#### EXTRAIT CITÉ:
Safety First © Alain Julien

Le festival Les Musiques

Musiques plurielles pour festival singulier

 

« Être stupéfait, c’est être figé. La surprise, quant à elle, conduit à la réflexion. Lorsque l’on est surpris, l’imaginaire s’ouvre, et le questionnement se met en marche. » Ainsi Christian Sebille, le directeur du GMEM, nous aiguillait-il il y a deux ans sur ce qui fait l’essence même du festival Les Musiques. Depuis ces mots, rien n’a changé, mais tout semble avoir pris une autre dimension. Du Merlan à la Friche en passant par Musicatreize ou le parc Borély, de chorégraphies en orchestres, contes musicaux et design culinaire, cette nouvelle édition s’annonce bien comme la plus aboutie qu’il nous ait été donné d’entendre, et de voir. Nous avons donc choisi de mettre l’accent sur la programmation, véritablement éclectique, à l’aide d’un parcours sélectif en forme d’aperçu. Bon voyage !

 

Antscape

> jusqu’au 18 au Petirama (Friche La Belle de Mai)

Installation

Antscape © Nicolas Clauss

Antscape © Nicolas Clauss

Le nom de Nicolas Clauss vous est déjà sans doute familier : plusieurs fois invité à la Friche La Belle de Mai par les Instants Vidéo et Zinc, associé à la chorégraphe Manon Avram, soutenu depuis longtemps par Seconde Nature et devenu « régulier » de la programmation du GMEM, il vient présenter une installation, tout juste après nous avoir emmené Into Landscapes lors de la dernière édition de Reevox. Ici, il s’associe au compositeur éclectique Sylvain Kassap qui, depuis trente ans, met la clarinette dans tous ses états. Le magicien programmateur Charles Bascou orchestre cette installation dite « générative », composée à partir d’algorithmes, qui produit à chaque occurence un agencement différent — mais toujours poétique — des images et des sons, l’intérêt étant alors de se centrer sur le caractère aléatoire et presque vivant de la structure numérique.

#### DONNÉES ENREGISTRÉES:
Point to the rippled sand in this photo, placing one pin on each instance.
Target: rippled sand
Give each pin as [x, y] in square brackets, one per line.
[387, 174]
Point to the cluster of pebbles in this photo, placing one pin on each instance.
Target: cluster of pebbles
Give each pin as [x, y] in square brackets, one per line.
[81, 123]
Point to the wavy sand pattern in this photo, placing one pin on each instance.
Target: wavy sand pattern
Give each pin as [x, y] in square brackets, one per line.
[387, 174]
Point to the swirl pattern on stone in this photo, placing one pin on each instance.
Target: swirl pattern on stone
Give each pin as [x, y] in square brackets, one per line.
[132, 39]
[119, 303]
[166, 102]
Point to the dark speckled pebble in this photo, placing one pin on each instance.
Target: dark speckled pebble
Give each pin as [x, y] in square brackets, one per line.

#### OBJECTIF VISÉ:
Répondez à ces questions sur le texte consacré au festival Les Musiques :
1. Qui dirige le GMEM ?
2. Dans quel lieu l'installation Antscape est-elle présentée ?
3. Depuis combien de temps Sylvain Kassap met-il la clarinette dans tous ses états ?
Les enregistrements ne servent pas ici.

#### TÂCHE RÉALISÉE:
1. Christian Sebille.
2. Au Petirama, à la Friche La Belle de Mai.
3. Depuis trente ans.